* _PROVIDED INFORMATION_:
____________________

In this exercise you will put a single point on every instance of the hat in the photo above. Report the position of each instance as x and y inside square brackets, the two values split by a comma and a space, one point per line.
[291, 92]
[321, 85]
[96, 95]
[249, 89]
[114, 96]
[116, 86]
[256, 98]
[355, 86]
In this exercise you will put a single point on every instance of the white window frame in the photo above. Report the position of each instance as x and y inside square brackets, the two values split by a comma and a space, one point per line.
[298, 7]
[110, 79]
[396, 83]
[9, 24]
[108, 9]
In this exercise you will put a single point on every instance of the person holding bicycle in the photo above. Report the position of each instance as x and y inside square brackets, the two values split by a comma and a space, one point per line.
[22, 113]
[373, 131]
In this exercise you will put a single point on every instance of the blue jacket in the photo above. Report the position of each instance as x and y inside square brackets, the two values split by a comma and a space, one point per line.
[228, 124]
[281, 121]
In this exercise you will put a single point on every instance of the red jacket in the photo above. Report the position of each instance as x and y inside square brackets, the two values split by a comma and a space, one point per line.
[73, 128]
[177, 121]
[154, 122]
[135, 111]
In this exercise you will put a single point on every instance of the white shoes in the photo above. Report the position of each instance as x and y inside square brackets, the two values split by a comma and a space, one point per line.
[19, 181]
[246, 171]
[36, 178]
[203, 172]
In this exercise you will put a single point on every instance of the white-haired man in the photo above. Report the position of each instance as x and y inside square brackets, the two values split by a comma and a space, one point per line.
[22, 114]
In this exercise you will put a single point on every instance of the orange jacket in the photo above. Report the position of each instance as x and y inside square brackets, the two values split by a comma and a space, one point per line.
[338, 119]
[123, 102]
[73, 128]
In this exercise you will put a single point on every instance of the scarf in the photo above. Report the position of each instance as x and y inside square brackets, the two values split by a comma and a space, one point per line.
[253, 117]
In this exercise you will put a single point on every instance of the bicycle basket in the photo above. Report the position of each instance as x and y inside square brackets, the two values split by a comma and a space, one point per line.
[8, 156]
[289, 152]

____________________

* _TASK DESCRIPTION_: Every entry above should be written out again, precisely.

* _OUTPUT BELOW_:
In this exercise you will put a single point on every instance of the hat in the photo above. Report the position of each instance as x and y inside square brackets, the two values split by a comma and a space, one point per line.
[291, 92]
[321, 85]
[96, 95]
[249, 89]
[114, 96]
[116, 86]
[256, 98]
[355, 86]
In this exercise you will put a single point on every instance of the white window frame in the photo above. Report the position of each instance as x and y inside square brackets, the two values split by a comma and a space, one point per line.
[298, 7]
[110, 79]
[396, 83]
[9, 24]
[108, 9]
In this exercise you will put a single point on every instance of the person holding bicycle in the photo above. Report the position of each instance as x and y inside square brackets, the two values split by a comma and a space, one point per line.
[22, 113]
[373, 131]
In this exercise you will put a single point on every instance of the blue jacket in the photo above. Report the position of each instance as x and y inside square brackets, the two values split by a comma and a space, one point per line.
[228, 124]
[281, 121]
In this exercise you will put a single point on every instance of the red jacket in the photo above. Report the position of each instance as x and y inside square brackets, the two values split by a comma and a space, one point per line.
[73, 128]
[177, 121]
[154, 122]
[135, 111]
In this exercise you will put a single point on every instance of the white shoes in the photo above. Report the position of each instance as x and y inside square brackets, the two values split by a comma and a space, one point per line.
[19, 181]
[246, 171]
[36, 178]
[203, 172]
In this exercise you will put a single point on every instance of the white-haired man in the photo above. Report the position of each instance as x and y inside square brackets, the two values split by a comma and a space, one point per line.
[22, 114]
In this exercise you will put a single point on every instance of the orange jacket in the photo above. Report the position of each instance as x and y inside square brackets, the two values split by a comma and a space, one point per line.
[338, 119]
[123, 102]
[73, 128]
In this exercise you will put a single point on every instance of the scarf in the photo above. Report the position of each instance as x and y inside square brackets, the two values split by a comma and a space, one point per line.
[253, 117]
In this exercise you will put a single point on every instance of the bicycle basket in the photo above. Report the position of each instance as x and y inside square brackets, the two values split by a comma and a space, one point per line.
[8, 156]
[289, 152]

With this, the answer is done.